The science of decision support is foundational for every type of policy, and this work offer a proposal to analyze its role in energy policy.

An example of application of a particular machine learning (ML) technique to an energy policy problem is presented. It is important to understand the role of ML in energy and environmental analysis, for two solid reasons.

The first concerns the need to process large volumes of data and to elaborate and model complex relationships, typical of the energy analysis and of the environmental analysis. In this context, the use of AI (Artificial Intelligence) and machine learning is almost mandatory.

The second concerns the need to a concerted effort to identify how these tools may best be applied to tackle major problems of recent years, like climate change [1]: about this, CO_{2} emissions is key variable that we must control to achieve the global objective of mitigating damage for humanity.

This work has a specific goal. Using known tools from the scientific literature on energy generation costs, we intend to show how the use of a machine learning technique (the support vector machines, SVM) can produce a more accurate modeling of these costs.

The link with CO_{2} emissions is provided by the possibility of using the cost model in a cost-effectiveness analysis (C-E A), in which the cost is represented by the Levelised Cost of Energy (LCOE) and the effectiveness is represented by the CO_{2} emissions of the technologies considered per unit of energy produced.

The CO_{2} estimation is then obtained by selecting the best generation options according to the C-E A results.

The meaning of this work is the following.

Imagine that you are an energy analyst, in the public or private sector, and you need to use only one or just few variable/s (such as a forecast on the cost of natural gas), to estimate the costs of an electricity generation technology.

This task can be accomplished using a cost model of electricity generation in which a single piece of information can vary, leaving everything else unchanged (or imposing a certain trend on it).

The metric used is the indicator LCOE (Levelised Cost of Energy) provided by IEA (International Energy Agency), using 2020 data.

Once you have obtained a certain level of accuracy in estimate of energy cost, it is possible to move into a context of cost-effectiveness analysis, in which the best energy option in terms of Incremental Cost-Effectiveness Ratio (ICER) was selected to produce energy and, finally, provide a certain level of CO_{2} emissions for the time horizon in which such a technology is still the “best option”.

In other words, the estimate of energy cost and the cost-effectiveness analysis, allow us to trace the scenarios for electricity generation mix and, finally, calculate a quantitative forecast of the CO_{2} emitted.

The proposed work just intends to show the application of one of the existing machine learning techniques to the estimation of the LCOE, starting from some explanatory variables.

-- Instruction A --
Summarize the passage on machine learning in energy policy in two sentences.
-- Instruction B --
In the cost-effectiveness analysis described in the passage on machine learning in energy policy, what represents the effectiveness?

-- Listing --
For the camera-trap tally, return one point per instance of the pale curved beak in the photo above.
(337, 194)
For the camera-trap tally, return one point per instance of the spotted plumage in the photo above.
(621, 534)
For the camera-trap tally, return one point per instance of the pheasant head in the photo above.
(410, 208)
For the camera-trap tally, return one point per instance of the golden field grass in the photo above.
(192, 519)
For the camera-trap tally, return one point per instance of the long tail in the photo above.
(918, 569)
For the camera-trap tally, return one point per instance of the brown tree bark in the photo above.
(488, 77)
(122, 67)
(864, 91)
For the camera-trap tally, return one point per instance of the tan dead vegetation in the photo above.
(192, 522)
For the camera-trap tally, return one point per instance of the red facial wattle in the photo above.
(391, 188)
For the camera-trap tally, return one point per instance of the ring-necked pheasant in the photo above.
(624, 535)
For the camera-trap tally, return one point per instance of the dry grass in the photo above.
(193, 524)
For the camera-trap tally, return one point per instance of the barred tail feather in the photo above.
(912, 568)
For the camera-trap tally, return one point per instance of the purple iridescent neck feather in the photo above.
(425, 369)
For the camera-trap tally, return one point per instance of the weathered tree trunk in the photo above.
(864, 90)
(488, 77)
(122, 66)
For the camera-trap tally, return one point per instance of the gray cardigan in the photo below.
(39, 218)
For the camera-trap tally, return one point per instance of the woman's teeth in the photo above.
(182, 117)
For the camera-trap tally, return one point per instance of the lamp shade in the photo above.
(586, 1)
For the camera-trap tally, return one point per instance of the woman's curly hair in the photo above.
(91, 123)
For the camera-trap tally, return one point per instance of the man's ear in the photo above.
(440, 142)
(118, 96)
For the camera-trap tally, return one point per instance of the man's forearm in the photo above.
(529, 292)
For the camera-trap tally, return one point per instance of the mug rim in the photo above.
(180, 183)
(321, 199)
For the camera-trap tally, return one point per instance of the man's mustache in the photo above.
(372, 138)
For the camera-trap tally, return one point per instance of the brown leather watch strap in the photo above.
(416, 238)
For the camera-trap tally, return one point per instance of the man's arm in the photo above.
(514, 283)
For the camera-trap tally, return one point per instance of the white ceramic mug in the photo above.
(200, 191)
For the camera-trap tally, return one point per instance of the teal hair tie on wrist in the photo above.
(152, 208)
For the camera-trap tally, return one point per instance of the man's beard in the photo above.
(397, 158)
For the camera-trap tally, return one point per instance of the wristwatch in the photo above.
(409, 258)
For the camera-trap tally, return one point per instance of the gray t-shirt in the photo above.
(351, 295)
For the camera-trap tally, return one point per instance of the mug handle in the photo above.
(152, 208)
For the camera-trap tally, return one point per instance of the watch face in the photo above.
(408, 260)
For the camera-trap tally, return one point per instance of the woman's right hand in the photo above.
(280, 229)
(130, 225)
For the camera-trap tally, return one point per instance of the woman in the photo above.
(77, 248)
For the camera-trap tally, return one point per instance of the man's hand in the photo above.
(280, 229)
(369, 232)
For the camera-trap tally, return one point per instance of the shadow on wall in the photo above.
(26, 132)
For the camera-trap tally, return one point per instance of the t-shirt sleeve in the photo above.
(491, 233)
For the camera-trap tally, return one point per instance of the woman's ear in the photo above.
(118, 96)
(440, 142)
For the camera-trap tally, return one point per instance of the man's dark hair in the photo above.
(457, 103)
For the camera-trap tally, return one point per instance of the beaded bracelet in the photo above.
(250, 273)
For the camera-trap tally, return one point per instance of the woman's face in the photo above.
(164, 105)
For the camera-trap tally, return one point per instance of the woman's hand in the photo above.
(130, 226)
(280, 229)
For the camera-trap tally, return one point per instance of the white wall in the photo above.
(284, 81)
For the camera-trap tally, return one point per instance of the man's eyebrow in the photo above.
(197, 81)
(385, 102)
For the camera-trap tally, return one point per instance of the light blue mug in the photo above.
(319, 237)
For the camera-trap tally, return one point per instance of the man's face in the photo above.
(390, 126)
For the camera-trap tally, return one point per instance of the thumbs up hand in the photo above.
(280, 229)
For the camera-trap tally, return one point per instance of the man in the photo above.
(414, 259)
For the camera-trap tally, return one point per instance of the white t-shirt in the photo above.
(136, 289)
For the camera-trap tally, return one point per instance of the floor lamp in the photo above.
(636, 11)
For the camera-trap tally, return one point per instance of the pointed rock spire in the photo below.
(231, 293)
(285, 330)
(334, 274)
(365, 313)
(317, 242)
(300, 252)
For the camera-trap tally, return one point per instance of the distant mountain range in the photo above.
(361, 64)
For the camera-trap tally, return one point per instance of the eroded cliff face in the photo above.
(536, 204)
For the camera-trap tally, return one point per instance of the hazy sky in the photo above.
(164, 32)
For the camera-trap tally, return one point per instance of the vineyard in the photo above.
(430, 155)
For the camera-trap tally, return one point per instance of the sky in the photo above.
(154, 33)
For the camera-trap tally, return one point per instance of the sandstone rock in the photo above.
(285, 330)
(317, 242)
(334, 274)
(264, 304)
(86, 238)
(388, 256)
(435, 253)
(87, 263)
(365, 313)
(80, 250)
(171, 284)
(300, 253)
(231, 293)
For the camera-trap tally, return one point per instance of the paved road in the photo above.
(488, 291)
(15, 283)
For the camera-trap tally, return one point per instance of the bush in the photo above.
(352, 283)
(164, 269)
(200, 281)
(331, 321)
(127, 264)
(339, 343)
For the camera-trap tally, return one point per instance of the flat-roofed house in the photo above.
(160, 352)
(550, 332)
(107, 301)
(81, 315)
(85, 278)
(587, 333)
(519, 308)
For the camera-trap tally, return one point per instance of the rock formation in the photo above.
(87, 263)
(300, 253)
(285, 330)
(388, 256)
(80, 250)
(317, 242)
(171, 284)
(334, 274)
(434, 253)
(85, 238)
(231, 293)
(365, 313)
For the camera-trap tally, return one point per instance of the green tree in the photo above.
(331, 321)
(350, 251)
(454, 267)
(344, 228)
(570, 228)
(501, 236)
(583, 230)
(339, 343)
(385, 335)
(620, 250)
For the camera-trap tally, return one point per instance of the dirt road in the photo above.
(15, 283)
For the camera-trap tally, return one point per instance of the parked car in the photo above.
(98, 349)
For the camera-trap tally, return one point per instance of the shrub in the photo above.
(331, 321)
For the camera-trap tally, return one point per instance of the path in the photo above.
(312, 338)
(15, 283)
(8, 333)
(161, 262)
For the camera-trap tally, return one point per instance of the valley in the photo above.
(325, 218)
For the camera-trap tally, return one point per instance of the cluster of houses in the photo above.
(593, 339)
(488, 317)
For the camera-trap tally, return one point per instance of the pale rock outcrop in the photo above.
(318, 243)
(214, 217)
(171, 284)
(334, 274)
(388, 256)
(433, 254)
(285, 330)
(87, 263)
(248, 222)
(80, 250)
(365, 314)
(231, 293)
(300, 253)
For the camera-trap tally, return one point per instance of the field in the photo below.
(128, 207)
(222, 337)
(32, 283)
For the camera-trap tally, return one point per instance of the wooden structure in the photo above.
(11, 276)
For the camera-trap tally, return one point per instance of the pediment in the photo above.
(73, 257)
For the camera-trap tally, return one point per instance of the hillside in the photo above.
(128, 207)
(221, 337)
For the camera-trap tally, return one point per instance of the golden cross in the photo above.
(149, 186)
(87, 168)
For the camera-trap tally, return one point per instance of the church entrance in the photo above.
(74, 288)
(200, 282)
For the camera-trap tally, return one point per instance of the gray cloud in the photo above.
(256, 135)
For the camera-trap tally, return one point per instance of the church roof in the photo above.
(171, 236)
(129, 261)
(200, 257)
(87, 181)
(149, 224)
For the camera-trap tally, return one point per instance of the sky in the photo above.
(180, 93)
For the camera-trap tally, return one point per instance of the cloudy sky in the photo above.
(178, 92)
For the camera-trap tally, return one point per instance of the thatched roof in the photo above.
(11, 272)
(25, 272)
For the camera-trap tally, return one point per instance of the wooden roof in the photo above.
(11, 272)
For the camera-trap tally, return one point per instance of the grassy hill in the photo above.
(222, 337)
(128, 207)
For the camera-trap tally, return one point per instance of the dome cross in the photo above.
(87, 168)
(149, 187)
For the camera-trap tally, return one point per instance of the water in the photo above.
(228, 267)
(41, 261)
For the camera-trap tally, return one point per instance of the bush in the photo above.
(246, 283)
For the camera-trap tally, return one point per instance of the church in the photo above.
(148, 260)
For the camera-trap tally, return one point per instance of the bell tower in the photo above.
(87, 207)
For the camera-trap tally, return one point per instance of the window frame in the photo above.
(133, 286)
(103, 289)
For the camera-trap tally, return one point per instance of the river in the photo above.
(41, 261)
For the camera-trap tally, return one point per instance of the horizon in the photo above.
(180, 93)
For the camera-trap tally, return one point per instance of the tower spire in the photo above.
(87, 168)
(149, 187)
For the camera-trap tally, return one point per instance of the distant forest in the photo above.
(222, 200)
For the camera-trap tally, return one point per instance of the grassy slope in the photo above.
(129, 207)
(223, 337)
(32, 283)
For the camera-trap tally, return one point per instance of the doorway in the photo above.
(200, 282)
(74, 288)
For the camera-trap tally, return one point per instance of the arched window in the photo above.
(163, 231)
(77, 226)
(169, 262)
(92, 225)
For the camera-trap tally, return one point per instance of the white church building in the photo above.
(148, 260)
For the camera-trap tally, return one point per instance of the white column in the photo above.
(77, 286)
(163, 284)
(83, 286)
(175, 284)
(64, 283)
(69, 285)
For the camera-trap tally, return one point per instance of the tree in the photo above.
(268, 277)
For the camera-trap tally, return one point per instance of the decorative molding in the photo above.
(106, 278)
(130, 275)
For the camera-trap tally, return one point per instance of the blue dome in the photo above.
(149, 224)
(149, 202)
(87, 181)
...
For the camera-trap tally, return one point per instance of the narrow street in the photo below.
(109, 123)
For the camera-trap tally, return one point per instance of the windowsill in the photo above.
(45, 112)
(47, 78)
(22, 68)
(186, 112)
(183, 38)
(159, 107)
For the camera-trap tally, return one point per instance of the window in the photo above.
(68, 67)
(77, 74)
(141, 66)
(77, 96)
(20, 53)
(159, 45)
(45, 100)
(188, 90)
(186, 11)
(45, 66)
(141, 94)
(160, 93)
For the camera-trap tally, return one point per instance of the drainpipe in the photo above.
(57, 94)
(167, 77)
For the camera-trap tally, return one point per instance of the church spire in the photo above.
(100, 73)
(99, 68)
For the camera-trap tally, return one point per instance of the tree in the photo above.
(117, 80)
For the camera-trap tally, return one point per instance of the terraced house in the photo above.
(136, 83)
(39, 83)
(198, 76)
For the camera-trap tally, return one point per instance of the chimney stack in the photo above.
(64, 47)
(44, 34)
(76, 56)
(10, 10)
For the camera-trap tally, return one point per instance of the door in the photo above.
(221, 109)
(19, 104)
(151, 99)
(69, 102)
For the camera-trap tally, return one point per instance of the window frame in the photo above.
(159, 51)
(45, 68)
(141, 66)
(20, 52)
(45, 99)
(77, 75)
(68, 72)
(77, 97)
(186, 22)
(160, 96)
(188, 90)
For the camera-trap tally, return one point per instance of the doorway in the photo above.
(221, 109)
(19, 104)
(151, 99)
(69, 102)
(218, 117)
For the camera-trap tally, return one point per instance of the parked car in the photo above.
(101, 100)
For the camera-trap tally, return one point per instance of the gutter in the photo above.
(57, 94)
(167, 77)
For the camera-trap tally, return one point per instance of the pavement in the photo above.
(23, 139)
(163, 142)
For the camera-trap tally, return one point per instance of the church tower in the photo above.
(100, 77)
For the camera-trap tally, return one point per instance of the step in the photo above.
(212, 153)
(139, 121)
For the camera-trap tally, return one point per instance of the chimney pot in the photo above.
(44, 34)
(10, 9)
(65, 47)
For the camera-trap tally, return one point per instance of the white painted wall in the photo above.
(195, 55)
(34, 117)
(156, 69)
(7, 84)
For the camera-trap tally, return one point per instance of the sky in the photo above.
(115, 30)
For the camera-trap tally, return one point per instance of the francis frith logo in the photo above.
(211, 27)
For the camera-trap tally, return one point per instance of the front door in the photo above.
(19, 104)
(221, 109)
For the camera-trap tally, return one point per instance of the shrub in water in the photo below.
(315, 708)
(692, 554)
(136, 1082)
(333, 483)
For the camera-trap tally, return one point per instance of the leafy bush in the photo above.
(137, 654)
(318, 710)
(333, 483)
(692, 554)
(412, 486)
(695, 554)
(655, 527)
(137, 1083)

-- Result A --
The work proposes using support vector machines to model electricity generation costs, measured by the IEA's 2020 Levelised Cost of Energy indicator, more accurately from a few explanatory variables. These cost estimates feed a cost-effectiveness analysis that selects the best generation options by Incremental Cost-Effectiveness Ratio, tracing generation-mix scenarios and yielding a quantitative forecast of CO2 emissions.

-- Result B --
The CO2 emissions of the technologies considered per unit of energy produced.